**** Recorded data ****
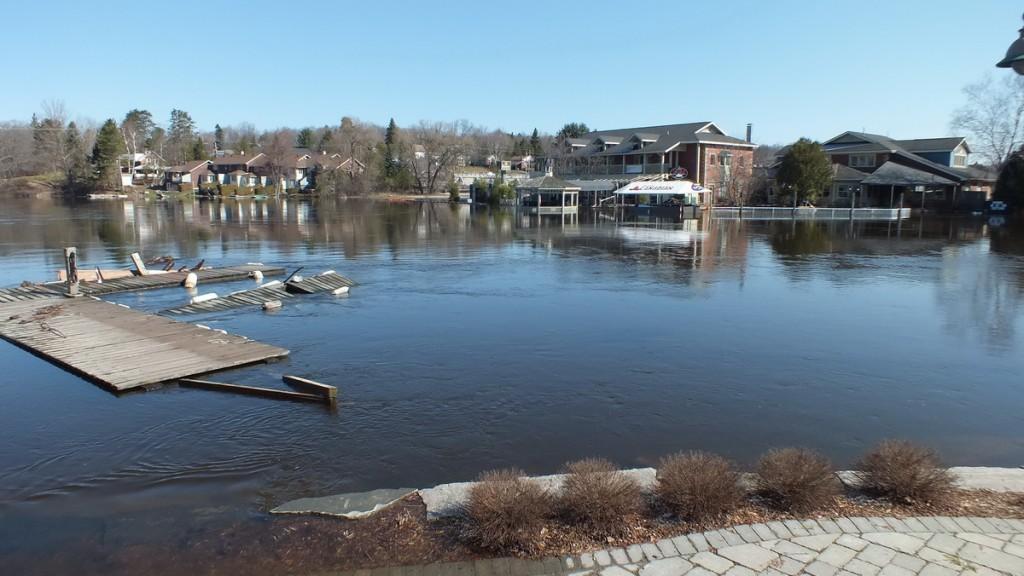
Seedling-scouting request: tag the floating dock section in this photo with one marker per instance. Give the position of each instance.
(327, 282)
(154, 281)
(122, 348)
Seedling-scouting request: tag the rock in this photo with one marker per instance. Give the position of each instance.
(360, 504)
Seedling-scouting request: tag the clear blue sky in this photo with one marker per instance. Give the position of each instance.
(794, 69)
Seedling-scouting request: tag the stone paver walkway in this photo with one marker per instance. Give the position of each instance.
(843, 546)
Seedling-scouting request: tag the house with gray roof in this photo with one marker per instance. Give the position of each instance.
(700, 152)
(876, 170)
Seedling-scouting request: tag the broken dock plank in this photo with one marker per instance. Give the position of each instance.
(271, 291)
(120, 347)
(324, 391)
(138, 283)
(252, 391)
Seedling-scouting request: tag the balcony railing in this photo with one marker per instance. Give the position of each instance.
(614, 169)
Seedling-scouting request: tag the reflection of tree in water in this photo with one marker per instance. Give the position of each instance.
(980, 292)
(796, 238)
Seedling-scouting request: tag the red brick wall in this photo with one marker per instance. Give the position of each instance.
(742, 163)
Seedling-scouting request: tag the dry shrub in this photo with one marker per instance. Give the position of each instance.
(598, 495)
(697, 486)
(904, 472)
(506, 511)
(797, 479)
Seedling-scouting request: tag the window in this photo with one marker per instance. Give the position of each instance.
(861, 160)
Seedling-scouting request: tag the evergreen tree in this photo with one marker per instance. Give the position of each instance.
(156, 140)
(391, 134)
(304, 138)
(1010, 187)
(572, 130)
(198, 151)
(535, 144)
(180, 136)
(326, 139)
(805, 171)
(391, 165)
(76, 168)
(104, 156)
(218, 137)
(137, 127)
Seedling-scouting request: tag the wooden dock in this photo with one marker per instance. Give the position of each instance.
(134, 283)
(155, 281)
(122, 348)
(327, 282)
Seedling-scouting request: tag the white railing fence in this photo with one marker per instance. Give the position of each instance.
(778, 213)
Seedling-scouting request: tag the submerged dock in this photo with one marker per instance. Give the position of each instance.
(120, 347)
(326, 282)
(135, 283)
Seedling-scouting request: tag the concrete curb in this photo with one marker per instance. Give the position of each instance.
(444, 499)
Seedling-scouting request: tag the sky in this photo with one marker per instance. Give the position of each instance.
(809, 68)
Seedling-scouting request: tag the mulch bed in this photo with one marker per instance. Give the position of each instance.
(401, 535)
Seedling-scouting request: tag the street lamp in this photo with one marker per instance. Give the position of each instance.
(1015, 55)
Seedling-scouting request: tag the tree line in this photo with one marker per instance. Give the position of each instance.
(419, 158)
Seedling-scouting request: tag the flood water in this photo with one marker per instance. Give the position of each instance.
(477, 339)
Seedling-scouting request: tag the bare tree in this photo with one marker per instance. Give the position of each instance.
(766, 155)
(16, 158)
(431, 154)
(49, 136)
(993, 117)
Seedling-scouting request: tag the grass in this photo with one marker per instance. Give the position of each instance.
(797, 480)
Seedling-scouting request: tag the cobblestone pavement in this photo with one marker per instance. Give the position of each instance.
(844, 546)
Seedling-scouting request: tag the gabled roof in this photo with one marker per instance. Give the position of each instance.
(660, 138)
(189, 166)
(844, 173)
(892, 173)
(948, 144)
(546, 182)
(852, 142)
(237, 159)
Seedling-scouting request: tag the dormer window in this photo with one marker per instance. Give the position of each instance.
(861, 160)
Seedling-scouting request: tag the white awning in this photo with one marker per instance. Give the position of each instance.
(660, 188)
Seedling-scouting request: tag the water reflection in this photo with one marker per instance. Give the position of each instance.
(482, 338)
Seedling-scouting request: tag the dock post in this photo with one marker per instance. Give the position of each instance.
(71, 270)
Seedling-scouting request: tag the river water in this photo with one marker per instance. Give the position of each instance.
(477, 339)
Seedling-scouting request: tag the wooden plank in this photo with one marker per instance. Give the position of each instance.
(120, 347)
(327, 282)
(312, 386)
(252, 391)
(139, 264)
(155, 281)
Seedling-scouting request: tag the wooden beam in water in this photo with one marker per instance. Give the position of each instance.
(324, 391)
(252, 391)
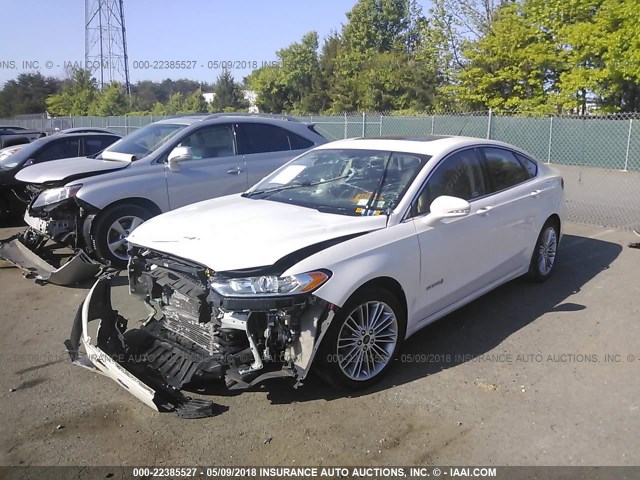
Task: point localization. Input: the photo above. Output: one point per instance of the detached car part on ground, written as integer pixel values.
(330, 262)
(92, 205)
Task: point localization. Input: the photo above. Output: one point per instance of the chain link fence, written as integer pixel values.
(598, 155)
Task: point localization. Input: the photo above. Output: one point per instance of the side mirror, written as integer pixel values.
(447, 207)
(177, 155)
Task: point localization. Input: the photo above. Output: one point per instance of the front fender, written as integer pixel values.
(392, 252)
(141, 181)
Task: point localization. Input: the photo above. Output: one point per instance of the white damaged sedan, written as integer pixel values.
(330, 262)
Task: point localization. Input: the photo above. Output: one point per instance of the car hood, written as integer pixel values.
(234, 233)
(67, 169)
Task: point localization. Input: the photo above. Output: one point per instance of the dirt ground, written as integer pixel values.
(528, 375)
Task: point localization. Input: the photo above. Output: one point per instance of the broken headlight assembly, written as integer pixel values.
(54, 196)
(269, 285)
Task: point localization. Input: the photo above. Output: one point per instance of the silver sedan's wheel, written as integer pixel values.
(547, 250)
(117, 235)
(367, 340)
(110, 230)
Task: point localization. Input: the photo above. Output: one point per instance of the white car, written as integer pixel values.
(331, 261)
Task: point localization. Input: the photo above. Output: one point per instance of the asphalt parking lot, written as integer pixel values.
(543, 374)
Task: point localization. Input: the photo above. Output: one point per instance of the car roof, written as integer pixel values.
(51, 138)
(426, 145)
(234, 117)
(93, 130)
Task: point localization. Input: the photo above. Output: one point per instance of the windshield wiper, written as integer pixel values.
(291, 186)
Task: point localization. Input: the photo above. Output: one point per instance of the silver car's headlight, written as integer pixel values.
(270, 285)
(55, 195)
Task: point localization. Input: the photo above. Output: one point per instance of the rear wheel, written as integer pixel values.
(544, 253)
(5, 210)
(110, 230)
(362, 340)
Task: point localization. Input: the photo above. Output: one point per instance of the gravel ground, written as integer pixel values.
(518, 377)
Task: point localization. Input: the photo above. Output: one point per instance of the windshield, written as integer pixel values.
(349, 182)
(21, 155)
(142, 142)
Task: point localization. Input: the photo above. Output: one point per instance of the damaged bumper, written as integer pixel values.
(78, 269)
(188, 339)
(110, 355)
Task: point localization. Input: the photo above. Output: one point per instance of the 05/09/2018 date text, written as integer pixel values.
(209, 64)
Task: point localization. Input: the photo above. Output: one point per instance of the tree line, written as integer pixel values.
(79, 95)
(537, 56)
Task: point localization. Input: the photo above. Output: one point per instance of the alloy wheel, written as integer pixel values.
(367, 340)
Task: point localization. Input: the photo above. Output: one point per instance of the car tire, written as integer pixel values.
(110, 229)
(545, 253)
(344, 348)
(5, 210)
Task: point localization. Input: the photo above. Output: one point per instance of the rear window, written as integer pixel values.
(504, 169)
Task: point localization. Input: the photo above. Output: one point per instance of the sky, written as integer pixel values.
(47, 35)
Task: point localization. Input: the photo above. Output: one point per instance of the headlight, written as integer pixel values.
****
> Try it: The task calls for every record to be transcribed exactly, with no images included.

> Result of the exercise:
Seedling-scouting request: tag the floating dock section in this photo with one marker per instance. Give the position of each instance.
(327, 282)
(154, 281)
(122, 348)
Seedling-scouting request: tag the rock in this photo with one marker per instance. Give the position of each instance.
(360, 504)
Seedling-scouting request: tag the clear blue sky in this photo with one marker per instance. Give the position of each instance.
(794, 69)
Seedling-scouting request: tag the stone paver walkway in this photo with one marker per instance. Give the position of each instance.
(843, 546)
Seedling-scouting request: tag the house with gray roof in this photo with one marker per instance. Give the position of each instance.
(700, 152)
(876, 170)
Seedling-scouting request: tag the broken dock plank in this photo with one marker per instance. Give the position of each instance.
(271, 291)
(120, 347)
(324, 391)
(138, 283)
(252, 391)
Seedling-scouting request: tag the balcony railing in this photo with one marker per instance. Give the position of each instance.
(614, 169)
Seedling-scouting request: tag the reflection of tree in water in this photo with one marker per instance. Give the position of each instance.
(980, 292)
(796, 238)
Seedling-scouting request: tag the red brick wall in this photo with one marker per instance. Give the position of each instance.
(742, 163)
Seedling-scouting request: tag the dry shrub in this photo with one marker per instance. Give the position of each instance.
(598, 495)
(697, 486)
(904, 472)
(506, 511)
(797, 479)
Seedling-scouting request: tag the window in this photo with one marker per instance. Give the position of each instance.
(861, 160)
Seedling-scouting request: tag the evergreen tree in this photo with one marker per instance. Give the position of each instance.
(156, 140)
(391, 134)
(304, 138)
(1010, 187)
(572, 130)
(198, 151)
(535, 144)
(180, 136)
(326, 139)
(805, 171)
(391, 165)
(76, 168)
(104, 156)
(218, 137)
(137, 127)
Seedling-scouting request: tag the wooden dock in this photo with one marker per instance. Give the position of each instance.
(134, 283)
(155, 281)
(122, 348)
(327, 282)
Seedling-scouting request: tag the white railing fence in this photo with one marker per instance. Give the position of each instance.
(778, 213)
Seedling-scouting request: tag the submerged dock in this photo with one marker per instance. Give the position of each instance.
(120, 347)
(326, 282)
(135, 283)
Seedling-scouting request: tag the concrete curb in this photo with one marker per instance. Give the position of each instance.
(444, 499)
Seedling-scouting request: tag the sky in this photo with one marker per instance. Give the position of each instance.
(809, 68)
Seedling-scouting request: tag the mulch bed in this photo with one marker per instance. Give the position of each instance.
(401, 535)
Seedling-scouting request: tag the street lamp in this photo with one marker per instance. Give the position of each instance.
(1015, 55)
Seedling-scouting request: tag the tree line in this photo with one marker per instance. Give the position of each instance.
(419, 158)
Seedling-scouting request: tag the flood water in this photo with one marker per instance. Give the position of each instance.
(477, 339)
Seedling-scouting request: tag the bare tree in this photo with one marker per instance. Give the position of each instance.
(766, 155)
(16, 158)
(431, 154)
(49, 136)
(993, 117)
Seedling-scouting request: tag the grass in this photo with one marker per instance. Give the position of each instance.
(797, 480)
Seedling-scouting request: tag the cobblestone pavement in this photo with one marker per instance. Give the position of each instance.
(844, 546)
Seedling-scouting request: tag the gabled roof in this photo with one marker per instance. Give the position of each instance.
(660, 138)
(189, 166)
(844, 173)
(892, 173)
(948, 144)
(546, 182)
(852, 142)
(237, 159)
Seedling-scouting request: tag the dormer window in this photo with one marker per instance. Give the position of each instance.
(861, 160)
Seedling-scouting request: tag the white awning in this photo with one marker per instance. Give the position of each instance.
(660, 188)
Seedling-scouting request: tag the water reflection in this photo with one marker per instance. Give the position of each instance.
(482, 338)
Seedling-scouting request: tag the dock post in this photo with one marker per instance. Give the position of each instance.
(71, 270)
Seedling-scouting request: tag the river water in this photo with one marker per instance. Give the position of each instance.
(477, 339)
Seedling-scouting request: tag the wooden plank in this photo with one marker per instance. Give the position of each instance.
(120, 347)
(327, 282)
(312, 386)
(252, 391)
(139, 264)
(155, 281)
Seedling-scouting request: tag the wooden beam in water in this photo with one marker per instance. Give the position of each instance.
(324, 391)
(252, 391)
Task: point localization. Input: the photo above. Output: one point per instance of the detached car part on ground, written as integer pixel values.
(330, 262)
(92, 205)
Task: point localization. Input: the photo above. Output: one point per instance of the chain link fence, written as integer pixel values.
(598, 155)
Task: point localization. Input: the photo above. Output: one point per instance of the side mirror, written as integer pixel values.
(447, 207)
(177, 155)
Task: point localization. Input: the photo above. Output: one point per instance of the front fender, written as integer pixel values.
(392, 252)
(141, 181)
Task: point localization. Input: the photo above. Output: one point per instance of the white damaged sedan, written as integer pixel values.
(330, 262)
Task: point localization. Input: the photo above. Output: one point per instance of the car hood, written as integer pixel values.
(234, 233)
(67, 169)
Task: point localization. Input: the photo above. Output: one point per instance of the dirt ground, written as integer pixel values.
(528, 375)
Task: point localization. Input: the photo above. Output: one point per instance of the broken headlight assembly, written as integer pixel values.
(54, 196)
(269, 285)
Task: point localization. Input: the photo above. Output: one point per instance of the silver sedan's wheel, written as integer pixel values.
(547, 250)
(117, 235)
(367, 340)
(110, 230)
Task: point localization. Input: the photo above. Output: one point per instance of the white car, written as integer pixel values.
(331, 261)
Task: point localization. Input: the photo above. Output: one point per instance of the asphalt parking lot, written as integer pixel values.
(543, 374)
Task: point localization. Input: the photo above. Output: one point per instance of the car roof, written as integer pixel values.
(51, 138)
(426, 145)
(234, 117)
(93, 130)
Task: point localization. Input: the photo above. Output: one point per instance of the windshield wiper, written as integer pixel values.
(291, 186)
Task: point localization. Input: the photo above. Output: one point per instance of the silver car's headlight, written as integer pixel values.
(270, 285)
(55, 195)
Task: point localization. Input: the photo above. Output: one point per instance of the rear wheel, written as integer pixel values.
(544, 253)
(5, 210)
(110, 230)
(362, 340)
Task: point localization. Input: the photo above. Output: one point per instance of the gravel ground, written as integer pixel values.
(518, 377)
Task: point localization. Input: the photo above. Output: one point per instance of the windshield, written as integer pixel values.
(349, 182)
(21, 155)
(142, 142)
Task: point localization. Input: the photo above. Output: one point per instance of the damaged bumper, written as integer pixel values.
(78, 269)
(188, 339)
(110, 355)
Task: point localization. Input: the photo above. Output: one point per instance of the 05/09/2018 date text, written as integer pixel values.
(209, 64)
Task: point localization. Input: the photo above. Output: one point per instance of the tree line, written as integer pixel values.
(79, 95)
(537, 56)
Task: point localization. Input: the photo above. Output: one point per instance of the alloy wheel, written as integer pixel values.
(367, 340)
Task: point localization. Input: the photo above. Output: one point per instance of the car tire, written as integer pixel values.
(110, 229)
(545, 253)
(344, 348)
(5, 210)
Task: point localization. Input: the photo above. Output: one point per instance of the rear window, written as integer pixel values.
(504, 169)
Task: point localization. Input: the photo above. Output: one point per instance of the sky, written as integer pixel values.
(47, 35)
Task: point localization. Input: the photo above. Output: one point per instance of the headlight, written as integer pixel values.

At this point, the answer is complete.